• _Problem to work on_: How many lines of the items that follow contain the string "below", with case counting? Give only the number.

• _Available records_:
▽

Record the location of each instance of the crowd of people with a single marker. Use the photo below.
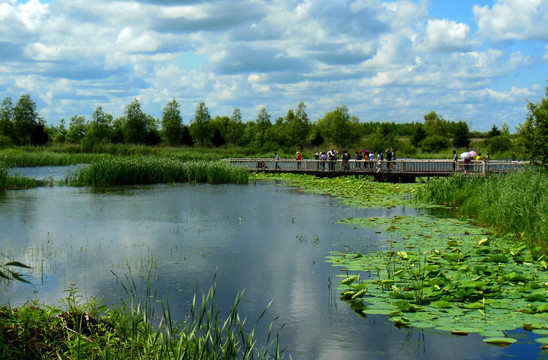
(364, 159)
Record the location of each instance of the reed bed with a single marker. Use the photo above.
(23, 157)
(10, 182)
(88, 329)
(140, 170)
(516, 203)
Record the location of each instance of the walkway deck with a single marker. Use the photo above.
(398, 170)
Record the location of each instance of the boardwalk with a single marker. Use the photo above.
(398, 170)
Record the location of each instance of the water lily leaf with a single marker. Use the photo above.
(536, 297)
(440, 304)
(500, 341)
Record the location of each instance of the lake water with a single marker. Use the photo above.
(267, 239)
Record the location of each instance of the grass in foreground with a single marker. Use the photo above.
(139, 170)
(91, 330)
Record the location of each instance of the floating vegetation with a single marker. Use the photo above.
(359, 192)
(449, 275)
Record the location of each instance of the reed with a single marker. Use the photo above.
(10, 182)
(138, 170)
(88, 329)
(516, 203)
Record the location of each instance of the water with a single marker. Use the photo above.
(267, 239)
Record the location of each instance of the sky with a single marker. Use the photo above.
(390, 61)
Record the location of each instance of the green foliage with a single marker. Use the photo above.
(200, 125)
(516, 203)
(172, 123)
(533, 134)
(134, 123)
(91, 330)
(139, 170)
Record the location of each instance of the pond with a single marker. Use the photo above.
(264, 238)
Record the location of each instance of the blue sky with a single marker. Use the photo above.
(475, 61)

△
▽

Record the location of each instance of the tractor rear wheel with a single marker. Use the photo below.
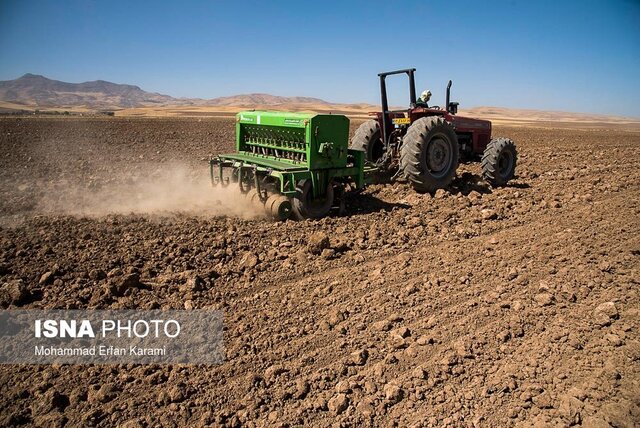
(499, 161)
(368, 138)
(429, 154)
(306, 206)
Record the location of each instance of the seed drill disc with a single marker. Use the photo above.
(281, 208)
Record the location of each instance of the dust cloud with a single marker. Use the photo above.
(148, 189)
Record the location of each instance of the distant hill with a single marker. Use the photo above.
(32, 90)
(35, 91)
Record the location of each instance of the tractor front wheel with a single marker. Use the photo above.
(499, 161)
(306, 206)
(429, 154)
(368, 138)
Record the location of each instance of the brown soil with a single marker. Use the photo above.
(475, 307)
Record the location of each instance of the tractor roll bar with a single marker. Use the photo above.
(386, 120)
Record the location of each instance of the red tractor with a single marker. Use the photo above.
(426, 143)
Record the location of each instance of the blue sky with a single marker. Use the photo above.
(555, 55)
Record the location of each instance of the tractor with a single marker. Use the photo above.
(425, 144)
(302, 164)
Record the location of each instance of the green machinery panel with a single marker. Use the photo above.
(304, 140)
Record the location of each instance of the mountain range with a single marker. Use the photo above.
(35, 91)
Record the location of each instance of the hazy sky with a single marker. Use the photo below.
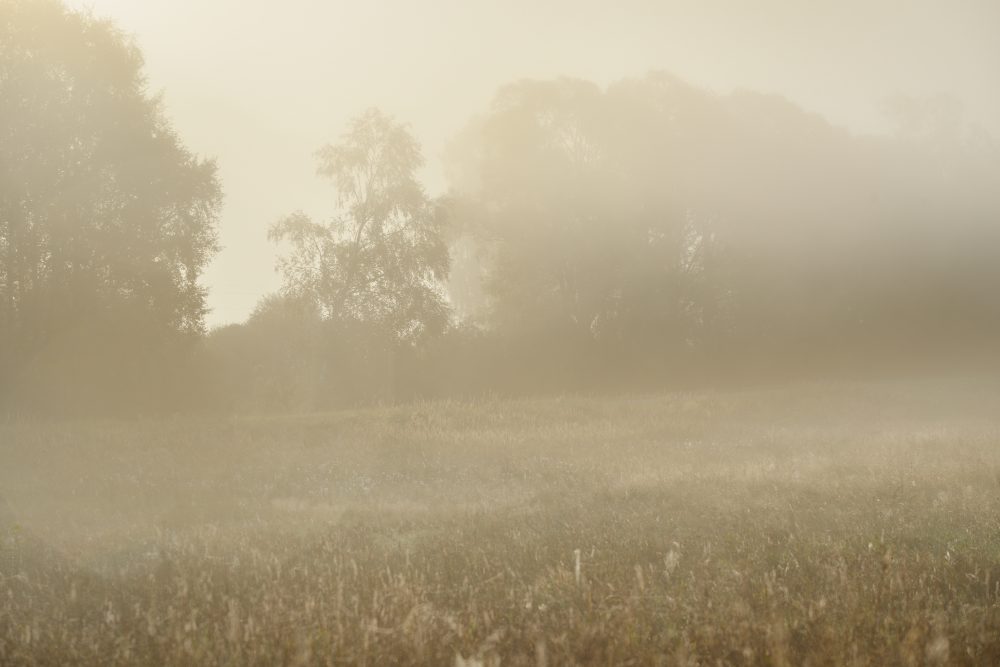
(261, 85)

△
▽

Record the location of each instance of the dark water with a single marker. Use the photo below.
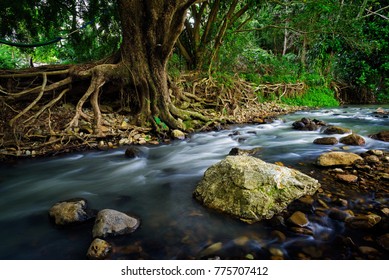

△

• _Output of the exercise_: 4